Task: Provide a character-exact reproduction of the lines from the line with "of the dark" to the end of the entries.

•••

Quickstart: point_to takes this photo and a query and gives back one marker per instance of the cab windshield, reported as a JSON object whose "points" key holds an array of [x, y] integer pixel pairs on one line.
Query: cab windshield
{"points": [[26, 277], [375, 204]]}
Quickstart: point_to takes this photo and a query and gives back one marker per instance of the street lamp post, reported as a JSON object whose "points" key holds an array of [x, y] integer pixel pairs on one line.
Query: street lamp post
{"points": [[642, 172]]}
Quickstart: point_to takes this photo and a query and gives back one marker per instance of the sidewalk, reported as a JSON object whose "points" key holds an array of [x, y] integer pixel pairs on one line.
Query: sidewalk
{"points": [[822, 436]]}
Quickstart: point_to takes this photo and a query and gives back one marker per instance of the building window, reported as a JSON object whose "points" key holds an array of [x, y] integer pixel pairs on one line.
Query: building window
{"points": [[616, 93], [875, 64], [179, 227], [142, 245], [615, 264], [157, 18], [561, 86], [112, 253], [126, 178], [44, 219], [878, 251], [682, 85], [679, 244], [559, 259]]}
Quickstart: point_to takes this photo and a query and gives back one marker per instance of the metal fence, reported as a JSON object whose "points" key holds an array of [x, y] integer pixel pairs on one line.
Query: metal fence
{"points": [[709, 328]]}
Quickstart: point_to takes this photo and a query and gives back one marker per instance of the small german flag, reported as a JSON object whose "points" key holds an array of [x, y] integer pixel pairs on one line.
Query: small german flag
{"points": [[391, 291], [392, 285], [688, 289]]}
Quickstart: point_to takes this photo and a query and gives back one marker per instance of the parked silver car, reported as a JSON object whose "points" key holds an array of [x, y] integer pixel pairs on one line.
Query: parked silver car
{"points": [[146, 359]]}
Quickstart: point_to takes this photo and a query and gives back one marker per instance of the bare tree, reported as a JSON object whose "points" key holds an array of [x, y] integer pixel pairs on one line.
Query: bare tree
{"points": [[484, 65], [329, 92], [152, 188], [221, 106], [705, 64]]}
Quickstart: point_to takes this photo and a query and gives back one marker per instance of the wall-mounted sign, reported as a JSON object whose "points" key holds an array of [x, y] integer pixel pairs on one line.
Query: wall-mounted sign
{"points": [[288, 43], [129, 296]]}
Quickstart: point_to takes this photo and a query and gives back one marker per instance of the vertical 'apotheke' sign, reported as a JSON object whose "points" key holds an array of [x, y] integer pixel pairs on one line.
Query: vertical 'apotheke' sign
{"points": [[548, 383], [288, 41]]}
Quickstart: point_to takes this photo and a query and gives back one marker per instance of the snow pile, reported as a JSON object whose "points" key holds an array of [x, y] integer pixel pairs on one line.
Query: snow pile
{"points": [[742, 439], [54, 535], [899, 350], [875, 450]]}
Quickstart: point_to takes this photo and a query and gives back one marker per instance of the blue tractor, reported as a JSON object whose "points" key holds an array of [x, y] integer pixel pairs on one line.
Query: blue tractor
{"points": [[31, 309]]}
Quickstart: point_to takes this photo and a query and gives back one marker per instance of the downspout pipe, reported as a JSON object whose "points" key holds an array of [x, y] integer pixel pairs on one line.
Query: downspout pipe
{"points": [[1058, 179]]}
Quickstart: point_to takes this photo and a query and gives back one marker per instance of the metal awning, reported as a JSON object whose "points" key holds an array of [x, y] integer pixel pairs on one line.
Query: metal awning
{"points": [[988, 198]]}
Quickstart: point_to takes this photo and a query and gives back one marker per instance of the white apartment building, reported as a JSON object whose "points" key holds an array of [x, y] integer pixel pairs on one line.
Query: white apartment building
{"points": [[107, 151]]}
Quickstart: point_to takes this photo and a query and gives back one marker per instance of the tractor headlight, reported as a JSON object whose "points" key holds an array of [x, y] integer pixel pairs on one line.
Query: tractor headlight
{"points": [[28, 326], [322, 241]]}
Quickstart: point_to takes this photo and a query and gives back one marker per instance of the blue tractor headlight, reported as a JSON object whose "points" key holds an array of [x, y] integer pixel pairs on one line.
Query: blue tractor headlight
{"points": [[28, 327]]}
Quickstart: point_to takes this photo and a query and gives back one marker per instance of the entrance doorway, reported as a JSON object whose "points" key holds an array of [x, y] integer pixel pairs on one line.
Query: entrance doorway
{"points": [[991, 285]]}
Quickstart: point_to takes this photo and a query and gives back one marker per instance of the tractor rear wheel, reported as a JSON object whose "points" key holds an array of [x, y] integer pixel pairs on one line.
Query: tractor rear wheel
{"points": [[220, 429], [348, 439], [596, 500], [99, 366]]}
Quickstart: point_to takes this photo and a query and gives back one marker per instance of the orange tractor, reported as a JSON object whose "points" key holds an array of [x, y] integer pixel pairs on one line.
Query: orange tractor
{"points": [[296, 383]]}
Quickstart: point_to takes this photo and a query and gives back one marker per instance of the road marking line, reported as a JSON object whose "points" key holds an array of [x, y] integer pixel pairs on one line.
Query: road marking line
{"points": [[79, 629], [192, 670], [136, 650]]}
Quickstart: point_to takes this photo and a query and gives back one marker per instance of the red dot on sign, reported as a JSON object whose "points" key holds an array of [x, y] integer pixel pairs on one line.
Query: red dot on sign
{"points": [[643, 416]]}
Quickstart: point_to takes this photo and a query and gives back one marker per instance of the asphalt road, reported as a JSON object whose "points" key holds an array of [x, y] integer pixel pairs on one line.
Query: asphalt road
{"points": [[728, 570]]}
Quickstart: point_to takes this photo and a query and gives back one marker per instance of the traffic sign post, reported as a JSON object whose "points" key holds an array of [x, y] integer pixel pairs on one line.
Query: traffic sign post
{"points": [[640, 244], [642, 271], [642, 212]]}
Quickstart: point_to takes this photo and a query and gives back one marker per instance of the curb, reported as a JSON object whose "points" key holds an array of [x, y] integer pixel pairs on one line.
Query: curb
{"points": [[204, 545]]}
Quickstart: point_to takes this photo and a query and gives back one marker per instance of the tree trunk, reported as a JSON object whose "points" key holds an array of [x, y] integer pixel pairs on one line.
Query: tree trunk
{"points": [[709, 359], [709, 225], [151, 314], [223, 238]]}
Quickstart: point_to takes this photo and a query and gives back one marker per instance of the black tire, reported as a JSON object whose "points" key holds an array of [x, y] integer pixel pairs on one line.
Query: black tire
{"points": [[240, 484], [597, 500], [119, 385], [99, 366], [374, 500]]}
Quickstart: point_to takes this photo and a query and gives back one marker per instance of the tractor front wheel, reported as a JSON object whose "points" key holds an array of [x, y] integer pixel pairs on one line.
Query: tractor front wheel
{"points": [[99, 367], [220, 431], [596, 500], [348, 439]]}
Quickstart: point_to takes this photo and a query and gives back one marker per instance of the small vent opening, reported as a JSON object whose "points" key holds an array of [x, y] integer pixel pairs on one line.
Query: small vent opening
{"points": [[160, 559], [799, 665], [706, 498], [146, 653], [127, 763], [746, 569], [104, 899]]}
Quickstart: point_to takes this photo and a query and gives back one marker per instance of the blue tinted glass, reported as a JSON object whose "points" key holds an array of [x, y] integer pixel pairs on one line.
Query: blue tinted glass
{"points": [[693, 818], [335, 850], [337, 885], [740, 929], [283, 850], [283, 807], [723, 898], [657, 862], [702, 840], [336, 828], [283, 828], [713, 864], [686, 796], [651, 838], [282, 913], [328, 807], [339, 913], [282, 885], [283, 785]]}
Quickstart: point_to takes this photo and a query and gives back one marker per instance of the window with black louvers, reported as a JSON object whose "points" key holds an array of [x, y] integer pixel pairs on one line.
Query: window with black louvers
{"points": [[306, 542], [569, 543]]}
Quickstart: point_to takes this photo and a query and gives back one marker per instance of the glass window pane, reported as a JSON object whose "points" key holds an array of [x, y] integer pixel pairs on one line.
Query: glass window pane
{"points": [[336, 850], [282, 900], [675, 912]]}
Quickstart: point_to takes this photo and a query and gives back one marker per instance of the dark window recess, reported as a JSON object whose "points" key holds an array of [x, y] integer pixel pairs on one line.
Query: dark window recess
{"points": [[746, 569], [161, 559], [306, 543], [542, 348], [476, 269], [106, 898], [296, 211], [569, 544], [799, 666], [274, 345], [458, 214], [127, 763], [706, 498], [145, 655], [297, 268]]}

•••

Written reply:
Quickstart: point_to takes this photo and a query and gives back one marker per instance of the dark window recess, reported as a JSON object whose "points" key holds an array of [x, y] integer pixel pairs on one line.
Query: dark window recess
{"points": [[746, 569], [161, 559], [306, 543], [542, 348], [476, 269], [106, 898], [296, 211], [569, 544], [799, 666], [274, 345], [458, 214], [127, 763], [706, 498], [145, 655], [297, 268]]}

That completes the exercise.